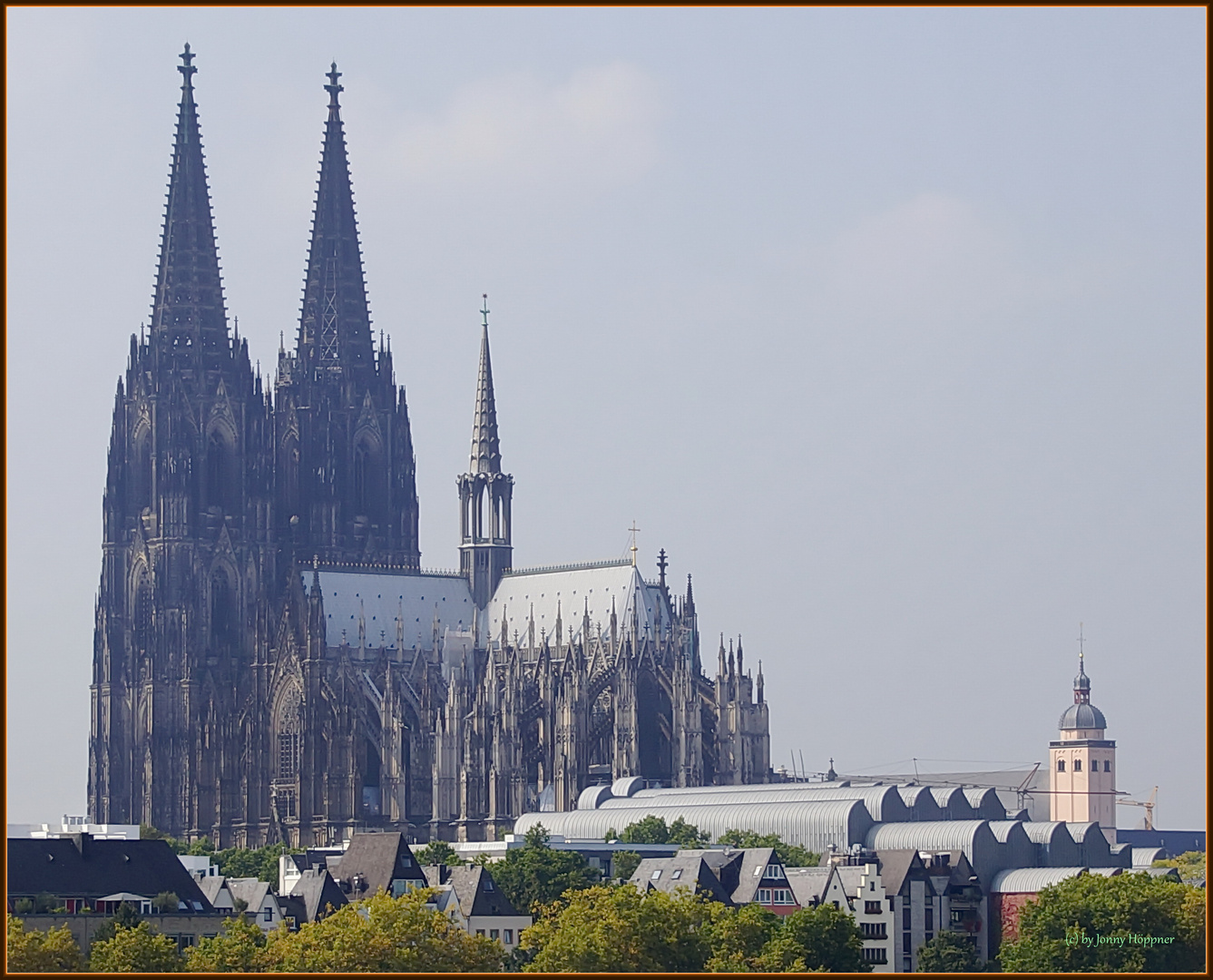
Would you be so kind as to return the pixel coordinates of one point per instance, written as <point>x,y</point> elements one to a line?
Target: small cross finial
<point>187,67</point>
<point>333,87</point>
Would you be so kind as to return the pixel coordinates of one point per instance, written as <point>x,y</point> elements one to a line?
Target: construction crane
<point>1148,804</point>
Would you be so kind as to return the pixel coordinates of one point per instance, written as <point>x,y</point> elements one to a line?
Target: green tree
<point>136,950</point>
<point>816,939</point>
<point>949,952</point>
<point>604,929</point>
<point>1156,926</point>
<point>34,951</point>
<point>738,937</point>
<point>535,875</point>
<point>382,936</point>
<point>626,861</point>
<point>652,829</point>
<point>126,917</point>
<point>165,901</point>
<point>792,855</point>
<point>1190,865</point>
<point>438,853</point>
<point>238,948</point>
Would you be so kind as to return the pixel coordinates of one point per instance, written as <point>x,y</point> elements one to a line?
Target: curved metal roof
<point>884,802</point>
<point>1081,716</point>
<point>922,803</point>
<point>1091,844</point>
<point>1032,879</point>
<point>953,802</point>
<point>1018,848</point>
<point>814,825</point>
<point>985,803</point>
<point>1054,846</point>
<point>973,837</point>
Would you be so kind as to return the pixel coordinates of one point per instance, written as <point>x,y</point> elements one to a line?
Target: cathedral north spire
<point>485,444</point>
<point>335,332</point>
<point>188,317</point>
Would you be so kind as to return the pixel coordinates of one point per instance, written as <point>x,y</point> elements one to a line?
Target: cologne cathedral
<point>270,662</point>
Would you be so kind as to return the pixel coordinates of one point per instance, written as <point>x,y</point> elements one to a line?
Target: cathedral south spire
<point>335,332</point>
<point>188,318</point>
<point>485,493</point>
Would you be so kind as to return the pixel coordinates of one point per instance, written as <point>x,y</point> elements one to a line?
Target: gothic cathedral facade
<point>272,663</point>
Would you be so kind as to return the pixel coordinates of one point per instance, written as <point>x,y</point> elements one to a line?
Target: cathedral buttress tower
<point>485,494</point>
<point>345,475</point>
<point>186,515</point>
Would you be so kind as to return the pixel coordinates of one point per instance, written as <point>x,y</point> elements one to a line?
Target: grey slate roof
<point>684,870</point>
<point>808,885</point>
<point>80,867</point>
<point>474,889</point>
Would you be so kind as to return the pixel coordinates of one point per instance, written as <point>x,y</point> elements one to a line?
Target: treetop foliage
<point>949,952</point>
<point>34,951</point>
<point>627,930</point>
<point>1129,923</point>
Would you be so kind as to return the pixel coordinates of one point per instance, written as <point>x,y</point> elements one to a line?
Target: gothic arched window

---

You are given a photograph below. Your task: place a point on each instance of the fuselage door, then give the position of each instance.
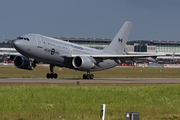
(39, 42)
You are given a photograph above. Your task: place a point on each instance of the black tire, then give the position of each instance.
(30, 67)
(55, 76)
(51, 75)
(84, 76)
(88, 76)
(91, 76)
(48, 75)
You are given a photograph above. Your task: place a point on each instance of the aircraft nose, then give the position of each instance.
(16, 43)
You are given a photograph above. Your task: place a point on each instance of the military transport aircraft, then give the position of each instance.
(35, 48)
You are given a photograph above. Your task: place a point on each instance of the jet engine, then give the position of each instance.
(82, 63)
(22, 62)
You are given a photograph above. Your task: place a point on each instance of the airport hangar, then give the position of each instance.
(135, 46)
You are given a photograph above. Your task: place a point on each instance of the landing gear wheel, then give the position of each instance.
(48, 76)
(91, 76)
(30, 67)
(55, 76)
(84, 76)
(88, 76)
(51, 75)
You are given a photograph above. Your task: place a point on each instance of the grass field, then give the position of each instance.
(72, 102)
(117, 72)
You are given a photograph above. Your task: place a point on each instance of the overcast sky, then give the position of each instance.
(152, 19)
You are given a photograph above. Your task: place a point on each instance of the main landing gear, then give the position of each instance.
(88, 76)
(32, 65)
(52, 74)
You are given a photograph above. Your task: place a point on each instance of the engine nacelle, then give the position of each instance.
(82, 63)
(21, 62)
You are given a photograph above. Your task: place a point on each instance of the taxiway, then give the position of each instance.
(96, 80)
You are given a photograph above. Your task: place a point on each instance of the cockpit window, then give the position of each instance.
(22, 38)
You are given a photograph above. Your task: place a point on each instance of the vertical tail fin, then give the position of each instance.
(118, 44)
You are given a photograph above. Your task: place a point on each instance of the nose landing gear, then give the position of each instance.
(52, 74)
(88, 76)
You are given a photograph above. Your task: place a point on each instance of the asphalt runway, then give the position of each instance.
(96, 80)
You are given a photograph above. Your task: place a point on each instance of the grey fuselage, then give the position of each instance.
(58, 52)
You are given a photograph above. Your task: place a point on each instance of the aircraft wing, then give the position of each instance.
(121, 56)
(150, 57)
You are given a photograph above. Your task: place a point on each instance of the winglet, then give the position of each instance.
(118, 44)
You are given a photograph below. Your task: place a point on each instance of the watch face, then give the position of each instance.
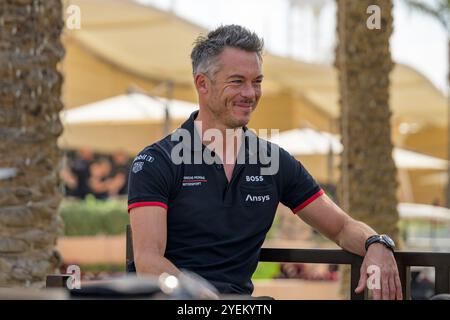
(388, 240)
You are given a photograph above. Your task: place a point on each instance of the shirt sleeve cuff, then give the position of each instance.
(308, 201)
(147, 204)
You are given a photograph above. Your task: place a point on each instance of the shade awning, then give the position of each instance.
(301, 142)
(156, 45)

==

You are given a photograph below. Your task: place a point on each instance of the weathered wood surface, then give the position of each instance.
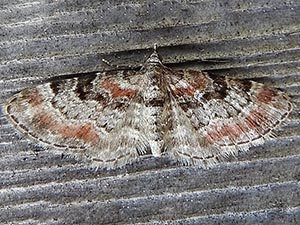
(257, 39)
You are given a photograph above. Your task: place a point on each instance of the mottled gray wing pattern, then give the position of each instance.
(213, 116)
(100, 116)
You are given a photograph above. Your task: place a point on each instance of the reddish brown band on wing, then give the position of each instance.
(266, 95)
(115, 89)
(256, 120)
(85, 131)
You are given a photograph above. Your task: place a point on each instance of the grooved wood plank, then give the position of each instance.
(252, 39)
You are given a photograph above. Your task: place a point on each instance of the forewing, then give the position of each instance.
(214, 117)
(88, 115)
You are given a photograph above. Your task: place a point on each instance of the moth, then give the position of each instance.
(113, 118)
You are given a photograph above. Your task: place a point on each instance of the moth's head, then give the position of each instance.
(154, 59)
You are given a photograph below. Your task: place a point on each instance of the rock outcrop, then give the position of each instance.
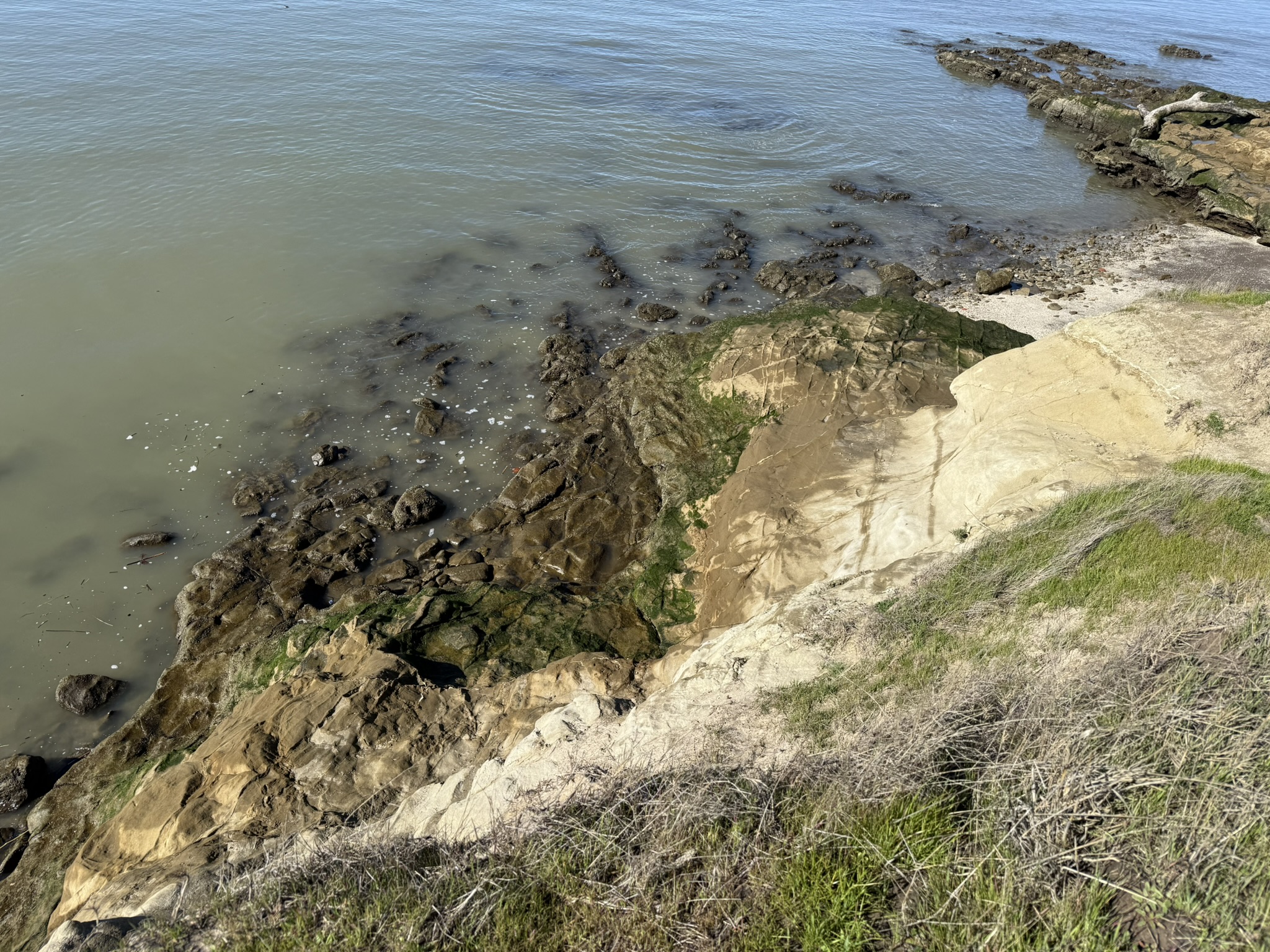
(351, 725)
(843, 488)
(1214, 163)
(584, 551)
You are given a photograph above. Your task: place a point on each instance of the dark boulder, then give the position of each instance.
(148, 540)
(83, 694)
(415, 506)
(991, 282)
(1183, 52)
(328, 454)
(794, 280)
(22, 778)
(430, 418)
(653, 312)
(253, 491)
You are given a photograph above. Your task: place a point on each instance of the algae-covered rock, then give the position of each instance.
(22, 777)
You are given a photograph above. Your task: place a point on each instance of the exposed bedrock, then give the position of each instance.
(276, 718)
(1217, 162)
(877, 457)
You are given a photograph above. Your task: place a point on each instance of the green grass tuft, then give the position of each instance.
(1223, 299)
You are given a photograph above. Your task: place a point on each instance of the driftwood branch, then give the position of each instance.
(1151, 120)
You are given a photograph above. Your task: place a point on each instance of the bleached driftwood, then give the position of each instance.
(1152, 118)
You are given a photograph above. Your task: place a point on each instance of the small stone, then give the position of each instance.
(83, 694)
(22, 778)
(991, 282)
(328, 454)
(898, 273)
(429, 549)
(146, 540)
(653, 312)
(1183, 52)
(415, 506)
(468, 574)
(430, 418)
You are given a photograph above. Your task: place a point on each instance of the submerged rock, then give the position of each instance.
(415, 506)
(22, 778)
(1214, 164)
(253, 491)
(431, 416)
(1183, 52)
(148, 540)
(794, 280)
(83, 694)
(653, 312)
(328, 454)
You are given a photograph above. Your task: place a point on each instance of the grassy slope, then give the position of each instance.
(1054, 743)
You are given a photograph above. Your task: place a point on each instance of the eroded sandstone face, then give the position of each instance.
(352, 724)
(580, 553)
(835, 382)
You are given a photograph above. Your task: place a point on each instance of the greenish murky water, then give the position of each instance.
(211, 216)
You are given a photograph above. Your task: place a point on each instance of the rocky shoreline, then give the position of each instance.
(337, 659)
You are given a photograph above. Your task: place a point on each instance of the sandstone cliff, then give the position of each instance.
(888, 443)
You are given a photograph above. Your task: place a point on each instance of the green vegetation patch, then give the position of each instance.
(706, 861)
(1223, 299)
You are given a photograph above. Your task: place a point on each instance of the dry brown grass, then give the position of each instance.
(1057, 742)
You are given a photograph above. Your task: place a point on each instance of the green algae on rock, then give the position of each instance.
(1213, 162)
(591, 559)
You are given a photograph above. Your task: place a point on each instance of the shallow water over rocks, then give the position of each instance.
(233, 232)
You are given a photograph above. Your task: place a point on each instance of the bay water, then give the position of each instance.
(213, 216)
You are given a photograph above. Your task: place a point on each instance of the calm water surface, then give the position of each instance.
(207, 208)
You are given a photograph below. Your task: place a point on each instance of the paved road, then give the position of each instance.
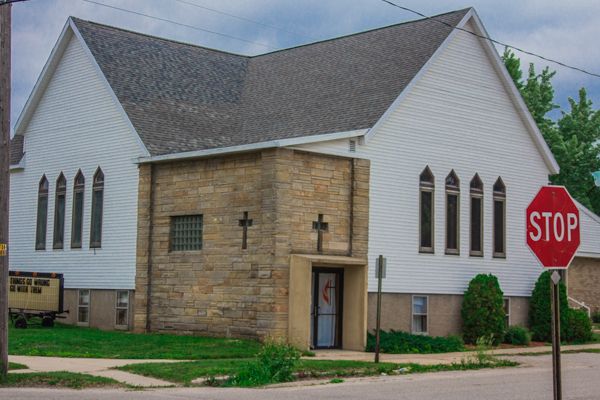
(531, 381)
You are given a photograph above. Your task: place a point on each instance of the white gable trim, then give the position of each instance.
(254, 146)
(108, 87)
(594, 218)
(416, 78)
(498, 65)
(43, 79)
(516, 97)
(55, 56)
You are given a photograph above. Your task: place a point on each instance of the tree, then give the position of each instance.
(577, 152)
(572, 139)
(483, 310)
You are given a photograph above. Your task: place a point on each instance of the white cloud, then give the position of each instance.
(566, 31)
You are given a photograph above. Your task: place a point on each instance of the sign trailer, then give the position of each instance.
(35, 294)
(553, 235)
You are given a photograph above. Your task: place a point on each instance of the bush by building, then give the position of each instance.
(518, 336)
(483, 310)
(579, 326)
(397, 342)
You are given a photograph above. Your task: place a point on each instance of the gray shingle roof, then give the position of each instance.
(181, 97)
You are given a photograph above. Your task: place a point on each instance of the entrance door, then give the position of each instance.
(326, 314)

### Task instructions
Could you repeat exactly the lines above from the line with "Target: cologne cathedral" up to and including the line with "Target: gothic arched window", and only those?

### Solution to this problem
Target: cologne cathedral
<point>270,662</point>
Would you be so kind as to return the pixel coordinates of one point per instance, written as <point>x,y</point> elements one to a line?
Target: cathedral south spire
<point>335,332</point>
<point>188,318</point>
<point>485,493</point>
Would you be so kind as to return the pixel coordinates of one point per instance, written as <point>x,y</point> elements one to a line?
Target: gothic cathedral facade
<point>272,663</point>
Would you be so kind as to return the pixel coordinates of one point per instance, written as <point>x,y</point> elements one to a line?
Target: cathedral buttress tower
<point>485,494</point>
<point>345,475</point>
<point>186,515</point>
Would you be so kind as to return the pixel coordinates of one point per instance, written as <point>x,y</point> elements one to a line?
Target: grey slate roof
<point>684,870</point>
<point>808,885</point>
<point>80,867</point>
<point>474,889</point>
Would you be so kind as to return the pixel coordinates of one point per instance, written as <point>x,y</point> elements one to a line?
Target: treetop foliage
<point>949,952</point>
<point>34,951</point>
<point>627,930</point>
<point>1129,923</point>
Would you be so kind as to return the pixel coordinates of one point per instance, written as <point>x,y</point> elements one to a line?
Target: gothic arched window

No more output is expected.